[Compito assegnato 1] Secondo il testo citato, che cosa ricorda la festa di Sukkot?
[Compito assegnato 2] In base al testo citato, spiega perché la notte di Sukkot è definita la più bella e più calda dell'anno.
[Compito assegnato 3] Estrai dal testo citato, senza alcuna modifica, il passo che va da "DI GIANCARLO GIOJELLI" fino a "vicina a compiersi." compreso.

[Testo citato]
>>>

Gerusalemme: due cattolici invitati alla Festa ebraica delle Capanne. A
leggere insieme al rabbino Israel, a Efraim e ad Angelica l’intervista di
don Giussani sul Mistero e la desiderata unità tra ebrei e cristiani.
Cronaca di un incontro incredibile, ma reale

DI GIANCARLO GIOJELLI La notte della festa di Sukkot, la Festa delle Capanne, che ricorda i 40
anni che gli ebrei trascorsero nel deserto prima di poter entrare nella
terra promessa, a Mea Sharim, il quartiere ultraortodosso di Gerusalemme, le
strade si illuminano di mille luci. In ogni casa è allestita una sukkà, una
capanna, e le famiglie mangiano, bevono e pregano insieme. Poi si esce, si
balla nelle sinagoghe e per strada; a tarda notte si torna a casa e si dorme
insieme nella stanza trasformata in capanna: è la notte più bella e più
calda dell’anno, quando si sente il respiro di Colui il cui nome non può
essere scritto, se ne avverte l’amicizia e l’alleanza, e si spera che la
Promessa sia più vicina a compiersi.

<<<

[Righe]

>>>

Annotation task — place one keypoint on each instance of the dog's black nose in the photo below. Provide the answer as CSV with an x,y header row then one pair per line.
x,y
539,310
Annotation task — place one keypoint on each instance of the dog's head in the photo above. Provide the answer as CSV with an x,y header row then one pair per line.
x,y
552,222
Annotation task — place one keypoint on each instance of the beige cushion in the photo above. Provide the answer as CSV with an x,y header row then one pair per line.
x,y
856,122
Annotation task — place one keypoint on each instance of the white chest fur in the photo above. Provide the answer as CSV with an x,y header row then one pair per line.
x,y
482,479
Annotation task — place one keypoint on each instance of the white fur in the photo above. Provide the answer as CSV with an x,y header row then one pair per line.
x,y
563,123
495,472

<<<

[Risposta completa 1] Ricorda i 40 anni che gli ebrei trascorsero nel deserto prima di poter entrare nella terra promessa.

[Risposta completa 2] È la notte in cui si sente il respiro di Colui il cui nome non può essere scritto e se ne avvertono l'amicizia e l'alleanza. È anche la notte in cui si spera che la Promessa sia più vicina a compiersi.

[Risposta completa 3]
DI GIANCARLO GIOJELLI La notte della festa di Sukkot, la Festa delle Capanne, che ricorda i 40
anni che gli ebrei trascorsero nel deserto prima di poter entrare nella
terra promessa, a Mea Sharim, il quartiere ultraortodosso di Gerusalemme, le
strade si illuminano di mille luci. In ogni casa è allestita una sukkà, una
capanna, e le famiglie mangiano, bevono e pregano insieme. Poi si esce, si
balla nelle sinagoghe e per strada; a tarda notte si torna a casa e si dorme
insieme nella stanza trasformata in capanna: è la notte più bella e più
calda dell’anno, quando si sente il respiro di Colui il cui nome non può
essere scritto, se ne avverte l’amicizia e l’alleanza, e si spera che la
Promessa sia più vicina a compiersi.